● What needs to be done:
Print all of the following material again, word for word, keeping every line unchanged.

● Items:
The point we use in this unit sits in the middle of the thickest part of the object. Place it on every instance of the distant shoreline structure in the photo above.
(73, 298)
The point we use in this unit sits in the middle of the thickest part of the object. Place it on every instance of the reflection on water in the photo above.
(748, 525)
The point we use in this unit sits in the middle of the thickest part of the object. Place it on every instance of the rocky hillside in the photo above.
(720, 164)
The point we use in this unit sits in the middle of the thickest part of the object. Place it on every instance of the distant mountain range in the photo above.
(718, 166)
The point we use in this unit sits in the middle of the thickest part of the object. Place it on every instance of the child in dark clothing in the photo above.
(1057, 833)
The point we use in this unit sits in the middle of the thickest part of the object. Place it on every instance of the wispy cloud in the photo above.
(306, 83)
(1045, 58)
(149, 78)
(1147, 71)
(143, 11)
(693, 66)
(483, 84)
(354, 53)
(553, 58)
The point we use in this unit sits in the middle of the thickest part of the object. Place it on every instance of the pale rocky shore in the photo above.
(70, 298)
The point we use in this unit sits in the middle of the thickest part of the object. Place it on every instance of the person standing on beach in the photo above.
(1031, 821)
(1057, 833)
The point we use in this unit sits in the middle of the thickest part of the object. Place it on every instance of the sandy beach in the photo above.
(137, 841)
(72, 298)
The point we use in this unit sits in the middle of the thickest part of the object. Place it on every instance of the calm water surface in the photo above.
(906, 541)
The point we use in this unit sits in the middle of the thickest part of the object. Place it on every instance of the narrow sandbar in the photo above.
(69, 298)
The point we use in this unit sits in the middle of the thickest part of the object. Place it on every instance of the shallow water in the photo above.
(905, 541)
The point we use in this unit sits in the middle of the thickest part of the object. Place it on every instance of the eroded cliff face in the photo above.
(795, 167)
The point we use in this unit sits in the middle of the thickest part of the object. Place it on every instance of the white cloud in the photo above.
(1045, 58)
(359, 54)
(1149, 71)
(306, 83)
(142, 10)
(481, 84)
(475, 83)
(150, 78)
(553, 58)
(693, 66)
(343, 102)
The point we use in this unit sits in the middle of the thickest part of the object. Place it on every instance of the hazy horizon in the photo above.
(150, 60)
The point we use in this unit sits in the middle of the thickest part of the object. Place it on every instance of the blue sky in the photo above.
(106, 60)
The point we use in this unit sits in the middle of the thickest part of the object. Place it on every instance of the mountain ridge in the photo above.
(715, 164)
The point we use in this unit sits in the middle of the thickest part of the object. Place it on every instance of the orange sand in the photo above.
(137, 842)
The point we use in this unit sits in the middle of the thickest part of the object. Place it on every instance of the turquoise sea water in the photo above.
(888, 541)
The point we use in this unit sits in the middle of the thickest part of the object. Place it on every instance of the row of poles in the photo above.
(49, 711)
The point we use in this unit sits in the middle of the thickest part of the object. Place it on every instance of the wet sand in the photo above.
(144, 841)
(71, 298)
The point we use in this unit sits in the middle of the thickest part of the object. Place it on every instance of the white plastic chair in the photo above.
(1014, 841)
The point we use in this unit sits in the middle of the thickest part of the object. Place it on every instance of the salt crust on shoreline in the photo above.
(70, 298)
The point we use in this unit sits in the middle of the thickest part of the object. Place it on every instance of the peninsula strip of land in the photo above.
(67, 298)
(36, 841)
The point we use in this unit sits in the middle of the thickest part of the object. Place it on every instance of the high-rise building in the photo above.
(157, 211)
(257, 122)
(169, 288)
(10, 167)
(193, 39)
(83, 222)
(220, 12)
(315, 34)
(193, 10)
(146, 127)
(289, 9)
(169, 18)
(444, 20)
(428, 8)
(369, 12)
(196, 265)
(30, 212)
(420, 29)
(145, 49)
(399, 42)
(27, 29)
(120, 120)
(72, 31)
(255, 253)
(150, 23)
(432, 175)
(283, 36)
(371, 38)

● Worked solution:
The point we use in this unit sits in the middle of the thickest part of the object. Place it on every instance of the distant shoreline structure in the photo above.
(73, 298)
The point we use in this unit sits in the middle of the thickest part of the object. Place it on every instance of the reflection on water in the photo above.
(748, 525)
The point we use in this unit sits in the middle of the thickest part of the object. Place it on every instance of the rocky hillside in the photo above.
(720, 164)
The point we use in this unit sits in the middle of the thickest part of the object. Place it on every instance of the distant mountain range in the photo above.
(718, 166)
The point we use in this unit sits in the middle of the thickest part of the object. Place it on every instance of the child in dark clothing in the photo above.
(1057, 833)
The point we use in this unit sits in the middle of the thickest part of the object. Place it on every instance of the wispy cloud in the photo above.
(306, 83)
(1045, 58)
(149, 78)
(1147, 71)
(143, 11)
(693, 66)
(483, 84)
(354, 53)
(553, 58)
The point we use in this unit sits in the middle of the thickest part of the object. Place it on every instance of the pale rocky shore in the photo above.
(70, 298)
The point we use in this unit sits in the middle of the thickest part of the object. Place it on every instance of the person standing on beach in the photo above.
(1031, 821)
(1057, 833)
The point we use in this unit sits in the middle of the thickest part of the object. Place it on every instance of the sandy beach in the photo above.
(137, 841)
(72, 298)
The point we use in this unit sits in the middle of the thickest part of the object. Place it on every instance of the calm water surface in the photo above.
(906, 541)
The point we use in this unit sits in the middle of the thickest part of the object. Place it on every instance of the narrow sandbar in the photo above.
(69, 298)
The point we use in this unit sits in the middle of the thickest part of the object. Place it on every instance of the shallow water in the photo above.
(905, 541)
The point we use in this unit sits in the middle of the thickest part of the object. Place it on every instance of the eroded cliff face in the photo above.
(795, 167)
The point we use in this unit sits in the middle of the thickest part of the object. Place it on every instance of the white cloud in the photo above.
(1045, 58)
(359, 54)
(1149, 71)
(306, 83)
(142, 10)
(481, 84)
(475, 83)
(150, 78)
(553, 58)
(693, 66)
(343, 102)
The point we use in this unit sits in the middle of the thickest part of the object. Place it on every instance of the hazy horizon in the photo above.
(150, 60)
The point we use in this unit sits in the middle of the thickest part of the object. Place it on every instance of the blue sky in the photo above.
(106, 60)
The point we use in this unit sits in the middle of the thickest part of the object. Place it on every instance of the mountain ridge in the photo above.
(715, 164)
The point we use in this unit sits in the middle of the thickest part of the object. Place it on every instance of the orange sand in the photo above.
(137, 842)
The point we use in this unit sits in the middle of the thickest part of the object. Place it on every instance of the turquoise sea water in the photo above.
(888, 541)
The point we use in this unit sits in the middle of the thickest part of the object. Place it on every instance of the row of poles in the photo above.
(49, 711)
The point we use in this unit sits in the middle of the thickest part of the object. Place it on every instance of the wet sand in the photo above.
(144, 841)
(71, 298)
The point we use in this unit sits in the middle of the thickest part of the object. Place it on every instance of the white plastic chair in the photo above.
(1014, 841)
The point we use in this unit sits in the middle of the thickest part of the object. Place it on every instance of the salt crust on shoreline in the photo above.
(70, 298)
The point we use in this unit sits in the middle of the thickest part of the object. Place it on every instance of the peninsula strip of land in the photo above.
(67, 298)
(36, 841)
The point we use in this unit sits in the middle of the thickest part of the object. Place it on every instance of the high-rise building in the photo above.
(157, 211)
(257, 122)
(169, 288)
(10, 167)
(193, 39)
(83, 222)
(220, 12)
(315, 34)
(193, 10)
(146, 127)
(289, 9)
(169, 18)
(444, 20)
(428, 8)
(369, 12)
(196, 265)
(30, 212)
(420, 29)
(145, 49)
(399, 42)
(27, 29)
(120, 120)
(72, 31)
(255, 253)
(150, 23)
(432, 175)
(283, 36)
(371, 38)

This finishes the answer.